* _Saved entries_
════════════════════

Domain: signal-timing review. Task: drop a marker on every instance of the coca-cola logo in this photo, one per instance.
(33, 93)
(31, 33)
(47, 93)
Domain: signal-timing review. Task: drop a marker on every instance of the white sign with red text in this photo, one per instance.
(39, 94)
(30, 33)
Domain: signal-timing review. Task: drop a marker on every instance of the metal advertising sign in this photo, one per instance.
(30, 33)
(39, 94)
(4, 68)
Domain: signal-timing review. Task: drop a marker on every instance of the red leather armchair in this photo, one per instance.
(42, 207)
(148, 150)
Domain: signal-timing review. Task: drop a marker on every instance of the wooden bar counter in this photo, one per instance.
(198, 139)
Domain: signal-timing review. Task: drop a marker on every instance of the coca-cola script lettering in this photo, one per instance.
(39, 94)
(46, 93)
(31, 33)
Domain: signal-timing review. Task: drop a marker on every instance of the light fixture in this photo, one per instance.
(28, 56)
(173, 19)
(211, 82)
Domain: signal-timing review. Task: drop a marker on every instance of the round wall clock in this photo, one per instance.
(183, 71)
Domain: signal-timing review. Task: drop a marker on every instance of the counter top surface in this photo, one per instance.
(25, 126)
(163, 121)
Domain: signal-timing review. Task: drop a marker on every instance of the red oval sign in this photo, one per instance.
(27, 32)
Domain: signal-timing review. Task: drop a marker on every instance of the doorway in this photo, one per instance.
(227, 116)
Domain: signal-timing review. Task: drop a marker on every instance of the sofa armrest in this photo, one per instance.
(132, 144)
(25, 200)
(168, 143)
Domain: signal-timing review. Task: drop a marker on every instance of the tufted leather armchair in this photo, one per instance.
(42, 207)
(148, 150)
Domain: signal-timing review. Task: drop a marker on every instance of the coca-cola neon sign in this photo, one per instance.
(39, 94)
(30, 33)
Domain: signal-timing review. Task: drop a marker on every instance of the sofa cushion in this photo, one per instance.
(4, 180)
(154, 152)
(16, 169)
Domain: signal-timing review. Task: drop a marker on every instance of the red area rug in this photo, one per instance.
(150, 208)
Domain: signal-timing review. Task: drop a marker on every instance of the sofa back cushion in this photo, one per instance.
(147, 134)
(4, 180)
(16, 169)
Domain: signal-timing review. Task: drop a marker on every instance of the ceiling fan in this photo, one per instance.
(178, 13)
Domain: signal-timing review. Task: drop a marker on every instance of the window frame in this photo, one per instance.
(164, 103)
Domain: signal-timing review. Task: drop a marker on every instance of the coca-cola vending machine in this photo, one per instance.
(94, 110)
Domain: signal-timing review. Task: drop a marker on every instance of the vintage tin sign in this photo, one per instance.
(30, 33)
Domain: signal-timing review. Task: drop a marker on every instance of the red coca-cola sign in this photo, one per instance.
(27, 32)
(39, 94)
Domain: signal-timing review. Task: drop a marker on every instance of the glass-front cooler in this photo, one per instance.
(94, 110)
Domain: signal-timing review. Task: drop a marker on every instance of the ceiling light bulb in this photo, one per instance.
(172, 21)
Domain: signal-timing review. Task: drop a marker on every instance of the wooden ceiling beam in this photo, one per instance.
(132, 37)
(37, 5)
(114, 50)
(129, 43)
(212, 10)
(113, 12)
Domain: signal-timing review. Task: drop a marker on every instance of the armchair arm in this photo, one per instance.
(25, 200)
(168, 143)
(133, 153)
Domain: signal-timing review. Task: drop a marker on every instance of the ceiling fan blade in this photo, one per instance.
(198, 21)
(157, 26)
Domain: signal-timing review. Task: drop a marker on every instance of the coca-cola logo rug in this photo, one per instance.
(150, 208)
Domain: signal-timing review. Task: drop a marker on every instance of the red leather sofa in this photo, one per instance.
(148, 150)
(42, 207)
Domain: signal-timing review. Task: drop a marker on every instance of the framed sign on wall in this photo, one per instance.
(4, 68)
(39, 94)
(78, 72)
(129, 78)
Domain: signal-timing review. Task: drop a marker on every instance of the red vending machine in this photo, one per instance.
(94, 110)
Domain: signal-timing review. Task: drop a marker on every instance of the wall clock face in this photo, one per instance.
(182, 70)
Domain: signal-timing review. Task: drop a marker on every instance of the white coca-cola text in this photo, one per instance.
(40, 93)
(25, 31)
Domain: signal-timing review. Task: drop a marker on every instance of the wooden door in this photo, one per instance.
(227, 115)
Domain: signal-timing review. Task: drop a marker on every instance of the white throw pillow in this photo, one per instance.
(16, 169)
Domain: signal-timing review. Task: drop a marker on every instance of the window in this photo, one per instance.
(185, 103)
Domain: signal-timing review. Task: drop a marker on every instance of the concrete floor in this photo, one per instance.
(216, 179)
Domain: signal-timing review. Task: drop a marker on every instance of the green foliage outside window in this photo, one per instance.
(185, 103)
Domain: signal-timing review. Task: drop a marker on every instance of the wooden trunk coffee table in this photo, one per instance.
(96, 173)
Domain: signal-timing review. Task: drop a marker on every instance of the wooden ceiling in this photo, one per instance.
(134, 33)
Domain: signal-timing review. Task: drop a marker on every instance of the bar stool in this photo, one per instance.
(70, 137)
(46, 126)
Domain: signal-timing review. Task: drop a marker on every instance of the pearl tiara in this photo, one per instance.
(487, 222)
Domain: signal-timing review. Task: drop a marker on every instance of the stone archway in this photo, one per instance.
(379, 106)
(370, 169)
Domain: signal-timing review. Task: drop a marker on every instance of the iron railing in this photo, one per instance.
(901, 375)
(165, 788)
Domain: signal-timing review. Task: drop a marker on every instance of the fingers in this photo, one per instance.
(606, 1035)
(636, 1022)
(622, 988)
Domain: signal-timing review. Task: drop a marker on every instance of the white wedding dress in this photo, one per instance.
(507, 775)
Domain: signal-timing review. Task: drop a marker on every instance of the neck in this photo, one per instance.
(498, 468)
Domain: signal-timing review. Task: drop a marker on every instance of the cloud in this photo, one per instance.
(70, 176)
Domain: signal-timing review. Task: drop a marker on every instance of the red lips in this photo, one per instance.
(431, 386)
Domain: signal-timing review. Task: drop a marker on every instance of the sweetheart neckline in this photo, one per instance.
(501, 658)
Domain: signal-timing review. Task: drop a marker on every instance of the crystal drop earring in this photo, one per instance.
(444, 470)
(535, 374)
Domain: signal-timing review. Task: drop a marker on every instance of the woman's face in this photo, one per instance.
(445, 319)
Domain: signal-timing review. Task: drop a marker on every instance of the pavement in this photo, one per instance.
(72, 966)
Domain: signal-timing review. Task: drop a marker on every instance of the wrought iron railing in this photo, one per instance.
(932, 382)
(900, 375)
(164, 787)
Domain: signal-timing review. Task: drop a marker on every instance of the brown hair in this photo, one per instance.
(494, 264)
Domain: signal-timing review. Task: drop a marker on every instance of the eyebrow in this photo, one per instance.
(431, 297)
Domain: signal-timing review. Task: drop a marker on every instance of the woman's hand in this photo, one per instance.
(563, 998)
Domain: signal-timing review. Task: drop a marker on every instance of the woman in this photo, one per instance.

════════════════════

To complete this exercise, set down every line above exactly once more.

* _Exercise answer_
Domain: signal-timing review. Task: drop a marker on every instance of the coca-cola logo in this photo, one per instance.
(33, 93)
(31, 33)
(47, 93)
Domain: signal-timing review. Task: drop a marker on every instance of the white sign with red text in this photo, one per instance.
(39, 94)
(30, 33)
Domain: signal-timing review. Task: drop a marker on every instance of the metal advertising sign in this photo, one per instance.
(30, 33)
(39, 94)
(4, 68)
Domain: signal-timing review. Task: drop a marker on every instance of the red leather armchair in this photo, one per instance.
(42, 207)
(148, 150)
Domain: signal-timing review. Task: drop a marker on every instance of the wooden bar counter in this photo, one per instance.
(198, 139)
Domain: signal-timing review. Task: drop a marker on every instance of the coca-cola script lettering in this photo, one per instance.
(39, 94)
(46, 93)
(31, 33)
Domain: signal-timing review. Task: drop a marker on every instance of the light fixture in this photo, one per instance.
(28, 56)
(173, 19)
(211, 82)
Domain: signal-timing review. Task: drop a marker on every instance of the round wall clock in this photo, one per instance.
(183, 71)
Domain: signal-timing review. Task: drop a marker on every instance of the counter top surface in this photo, one per instance.
(25, 126)
(163, 121)
Domain: signal-timing review. Task: drop a marker on every instance of the red oval sign in this photo, one per instance.
(27, 32)
Domain: signal-timing review. Task: drop a marker on every instance of the doorway in this photo, one per instance.
(227, 116)
Domain: signal-timing review. Task: drop a marker on every instance of the sofa armrest in this photo, one per instance.
(132, 144)
(25, 200)
(168, 143)
Domain: signal-timing review. Task: drop a marker on every instance of the tufted leather armchair in this photo, one per instance.
(42, 207)
(148, 150)
Domain: signal-timing review. Task: drop a marker on every instance of the coca-cola neon sign in this photo, one per instance.
(39, 94)
(30, 33)
Domain: signal-timing review. Task: drop a marker on every instance of the sofa cushion in this photo, one per instance.
(4, 180)
(154, 152)
(16, 169)
Domain: signal-timing review. Task: drop a marker on every instance of the red area rug in this photo, one per instance.
(150, 208)
Domain: signal-timing review. Task: drop a marker on every instance of the sofa back cushion in this photo, one per instance.
(147, 134)
(4, 180)
(16, 169)
Domain: signal-timing review. Task: drop a marker on every instance of the ceiling fan in this photo, one per instance.
(178, 13)
Domain: signal-timing review. Task: drop a marker on every instance of the window frame in this photo, one per instance.
(164, 103)
Domain: signal-timing review. Task: drop a marker on every instance of the coca-cola vending machine in this photo, one per instance.
(94, 110)
Domain: signal-timing review. Task: drop a marker on every instance of the vintage tin sign in this photo, one per instance.
(30, 33)
Domain: signal-timing review. Task: drop a marker on every instance of the red coca-cola sign in this photo, one per instance.
(27, 32)
(39, 94)
Domain: signal-timing review. Task: drop a marker on every instance of the glass-front cooler in this photo, one per instance.
(94, 110)
Domain: signal-timing review. Task: drop a marker on every instance of the ceiling light bulb in this photo, one per instance.
(172, 21)
Domain: signal-timing review. Task: drop a marker on every instance of the wooden ceiling beam in this photo, one per instance.
(132, 37)
(37, 5)
(114, 50)
(129, 43)
(212, 10)
(113, 12)
Domain: signal-timing review. Task: drop a marker on every instance of the armchair arm in this photo, one per instance.
(25, 200)
(168, 143)
(133, 153)
Domain: signal-timing review. Task: drop a marker on every instance of the ceiling fan blade in this photo, one per instance.
(198, 21)
(157, 26)
Domain: signal-timing review. Task: drop a marker on every instance of the coca-cola logo rug in this photo, one per instance.
(150, 208)
Domain: signal-timing review. Task: drop a marker on every instance of the red leather sofa in this photo, one per instance.
(148, 150)
(42, 207)
Domain: signal-timing review. Task: drop a marker on every instance of the framed sign on wall in this photo, one per instance.
(4, 68)
(39, 94)
(78, 72)
(129, 78)
Domain: signal-timing review. Task: drop a marker on every instance of the red vending machine in this photo, one per instance.
(94, 110)
Domain: signal-timing review. Task: drop a marker on every instance of the wall clock face in this photo, one per instance.
(182, 70)
Domain: signal-timing review. Task: drop a marker on every instance of the white coca-cola text in this photo, one per instance.
(40, 93)
(25, 31)
Domain: signal-timing review. Task: drop a marker on every instance of the wooden door in this photo, one per instance.
(227, 115)
Domain: signal-timing review. Task: drop a marker on every instance of the white throw pillow in this photo, one per instance.
(16, 169)
Domain: signal-timing review. Task: drop a marker on every instance of the window in this photo, one per instance.
(185, 103)
Domain: signal-timing review. Task: drop a marker on every instance of the concrete floor in this photo, one per instance.
(216, 179)
Domain: signal-timing review. Task: drop a marker on every instance of the green foliage outside window in this photo, one per instance.
(185, 103)
Domain: signal-timing review. Task: drop a marker on every instance of the wooden trunk coffee table in this photo, one per instance.
(96, 173)
Domain: signal-timing review. Task: drop a marker on every instance of the wooden ceiling in this photo, one per instance.
(134, 33)
Domain: signal-timing review. Task: drop a marker on every instance of the bar stool in this photo, one per instance.
(70, 137)
(46, 126)
Domain: signal-timing review. Task: drop a marker on every instance of the pearl tiara in this photo, one per instance.
(487, 222)
Domain: signal-timing review. Task: drop a marker on every instance of the stone archway in this photo, one per instance.
(379, 106)
(370, 169)
Domain: signal-timing review. Task: drop a marker on every instance of the iron railing in this photo, one per instance.
(901, 375)
(165, 788)
Domain: signal-timing review. Task: drop a marker on every instance of the fingers in this photo, one per instance.
(606, 1035)
(636, 1022)
(622, 988)
Domain: signal-timing review. Task: drop a marker on every instance of the white wedding dress in this photo, one per instance.
(507, 775)
Domain: signal-timing review. Task: drop a marker on every instance of the neck in this photo, one per instance.
(498, 468)
Domain: signal-timing review. Task: drop a marker on every instance of the cloud in this photo, one per instance.
(70, 176)
Domain: signal-timing review. Task: drop a marker on every instance of the red lips in this photo, one per instance.
(431, 386)
Domain: signal-timing review. Task: drop a marker on every instance of the sweetheart neckline in this photo, one per instance.
(501, 658)
Domain: signal-timing review. Task: drop a marker on every instance of the crystal drop earring in this photo, one per instance.
(444, 470)
(535, 374)
Domain: signal-timing review. Task: drop a marker on every instance of the woman's face in this photo, one per instance.
(445, 319)
Domain: signal-timing review. Task: drop a marker on every instance of the pavement in this photo, one per instance.
(72, 966)
Domain: signal-timing review. Task: drop a marker on every instance of the wrought iron railing in this photo, one per instance.
(932, 382)
(900, 375)
(164, 787)
Domain: signal-timing review. Task: drop a marker on every instance of the brown hair in this photo, one per instance.
(494, 264)
Domain: signal-timing review. Task: drop a marker on every instance of the eyebrow in this photo, one per instance.
(431, 297)
Domain: signal-timing review. Task: drop a marker on every instance of the woman's hand in this photo, one per instance.
(563, 998)
Domain: signal-timing review. Task: drop a marker on every instance of the woman in this photo, one per instance.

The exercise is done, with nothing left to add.